[BEGIN Records for the task]

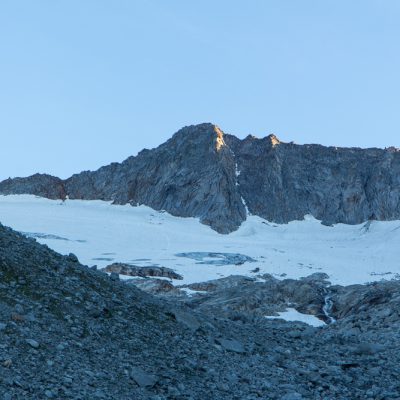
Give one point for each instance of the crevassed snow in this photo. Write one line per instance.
(101, 233)
(291, 314)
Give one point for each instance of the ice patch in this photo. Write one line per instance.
(292, 250)
(291, 314)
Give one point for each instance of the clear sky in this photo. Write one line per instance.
(87, 82)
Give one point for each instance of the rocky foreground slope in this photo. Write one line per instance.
(69, 332)
(202, 172)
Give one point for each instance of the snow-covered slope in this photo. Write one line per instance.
(100, 233)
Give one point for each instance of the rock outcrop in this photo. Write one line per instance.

[END Records for the task]

▶ [Directions for this task]
Rewrite every row above, swapping "Write one line per instance" for "Put each point on its own line" wherever it appears and keeping everything else the same. Leave the pictures out.

▶ [The reply]
Give one point for each instance of the crevassed snow in this photo. Put each point on its own line.
(101, 233)
(291, 314)
Give one point for each instance of the ice patch in this photo. Put each point on its own line.
(292, 250)
(291, 314)
Give one point for each instance of the clear sky in this photo. Put each point on its own line.
(87, 82)
Give one point for each instance of the rocky foreground slope in this photo. Put each point on its own line.
(69, 332)
(202, 172)
Give one point for each instance of the snow-covered slope in this photo. Put each point on its own line.
(100, 233)
Give one point for each instance of the rock outcrop in this photo. Put each point on its own line.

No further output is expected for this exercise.